§ 本文:
本明細書に使用されるように、用語「ヘテロアリール」、「ヘテロアルケニル」、及び「ヘテロアルキニル」は、1以上の骨格鎖の原子がヘテロ原子(例えば酸素、窒素、硫黄、シリコン、燐、又はそれらの組み合わせ)である、随意に置換されたアルキル、アルケニル、及びアルキニルのラジカルを含む。ヘテロ原子は、ヘテロアルキル基の任意の内部の位置、又は、ヘテロアルキル基が分子の残部に付けられている位置に配されてもよい。例は、−CH2−O−CH3、−CH2−CH2−O−CH3、−CH2−NH−CH3、−CH2−CH2−NH−CH3、−CH2−N(CH3)−CH3、−CH2−CH2−NH−CH3、−CH2−CH2−N(CH3)−CH3、−CH2−S−CH2−CH3、−CH2−CH2、−S(O)−CH3、−CH2−CH2−S(O)2−CH3、−CH=CH−O−CH3、−Si(CH3)3、−CH2−CH=N−OCH3、及び−CH=CH−N(CH3)−CH3を含むが、これらに限定されない。加えて、2つまでのヘテロ原子は、一例として、−CH2−NH−OCH3及び−CH2−O−Si(CH3)3のように、連続していてもよい。
用語「ヘテロ原子」は、炭素又は水素以外の原子を指す。ヘテロ原子は、典型的には酸素、硫黄、窒素、シリコン、及び燐の中から独立して選択されるが、これらの原子に限定されない。2つ以上のヘテロ原子が存在する実施形態において、2つ以上のヘテロ原子は、互いに全て同じであり得る。あるいは、2つ以上のヘテロ原子のうちの幾つか又は全ては、他のものと各々異なるものであり得る。

§ 提供データ:

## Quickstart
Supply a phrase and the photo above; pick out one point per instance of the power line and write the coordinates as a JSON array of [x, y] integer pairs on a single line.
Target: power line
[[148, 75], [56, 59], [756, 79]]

§ 取り組む課題:
A - 本文のうち、「本明細書に使用されるように、」で始まり「ように、連続していてもよい。」で終わる部分を一字も変えずに書き写すこと。
B - 本文の「ヘテロ原子は、典型的には」で始まる文に挙げられている原子を、すべて書き出すこと。
C - ヘテロ原子の定義を扱う本文を、最後の文の後から書き進めること。

§ 課題別の結果:
A -
本明細書に使用されるように、用語「ヘテロアリール」、「ヘテロアルケニル」、及び「ヘテロアルキニル」は、1以上の骨格鎖の原子がヘテロ原子(例えば酸素、窒素、硫黄、シリコン、燐、又はそれらの組み合わせ)である、随意に置換されたアルキル、アルケニル、及びアルキニルのラジカルを含む。ヘテロ原子は、ヘテロアルキル基の任意の内部の位置、又は、ヘテロアルキル基が分子の残部に付けられている位置に配されてもよい。例は、−CH2−O−CH3、−CH2−CH2−O−CH3、−CH2−NH−CH3、−CH2−CH2−NH−CH3、−CH2−N(CH3)−CH3、−CH2−CH2−NH−CH3、−CH2−CH2−N(CH3)−CH3、−CH2−S−CH2−CH3、−CH2−CH2、−S(O)−CH3、−CH2−CH2−S(O)2−CH3、−CH=CH−O−CH3、−Si(CH3)3、−CH2−CH=N−OCH3、及び−CH=CH−N(CH3)−CH3を含むが、これらに限定されない。加えて、2つまでのヘテロ原子は、一例として、−CH2−NH−OCH3及び−CH2−O−Si(CH3)3のように、連続していてもよい。

B - 酸素、硫黄、窒素、シリコン、燐

C -
用語「単結合(bond)」又は「単結合(single bond)」は、結合により連結された原子がより大きな部分構造の一部であると考えられる場合、二つの原子又は二つの部分間の化学結合を指す。
「イソシアナート」基はNCO基を指す。
「イソチオシアナート」基はNCS基を指す。
用語「部分」は、分子の特定のセグメント又は官能基を表す。化学部分は大抵、分子に埋め込まれた、又は分子に付加された化学物質(chemical entities)と認識される。
「チオアルコキシ」基又は「アルキルチオ」基は、−S−アルキル基を指す。
「アルキルチオアルキル」基は、−S−アルキル基で置換されたアルキル基を指す。
本明細書で使用されるように、用語、「O−カルボキシ」又は「アシルオキシ」は、式RC(=O)O−の基を指す。
「カルボキシ」は−C(O)OHラジカルを意味する。
本明細書で使用されるように、用語「アセチル」は、式−C(=O)CH3の基を指す。
「アシル」は、基−C(O)Rを指す。
本明細書で使用されるように、用語「トリハロメタンスルホニル」は、Xがハロゲンである式X3CS(=O)2−の基を指す。
「シアノアルキル」は、少なくとも1つのシアノ基で置換された、本明細書に定義されるようなアルキルラジカルを意味する。
本明細書で使用されるように、用語「N−スルホンアミド」又は「スルホニルアミノ」は、式RS(=O)2NH−の基を指す。
本明細書で使用されるように、用語「O−カルバミル」は、式−OC(=O)NR2の基を指す。
本明細書で使用されるように、用語「N−カルバミル」は、式ROC(=O)NH−の基を指す。
本明細書で使用されるように、用語「S−チオカルバミル」は、式−OC(=S)NR2の基を指す。
本明細書で使用されるように、「N−チオカルバミル」は、式ROC(=)NH−の基を指す。
本明細書で使用されるように、用語「C−アミド」は、式−C(=O)NR2の基を指す。
「アミノカルボニル」は−CONH2ラジカルを指す。
本明細書で使用されるように、用語「N−アミド」は、式RC(=O)NH−の基を指す。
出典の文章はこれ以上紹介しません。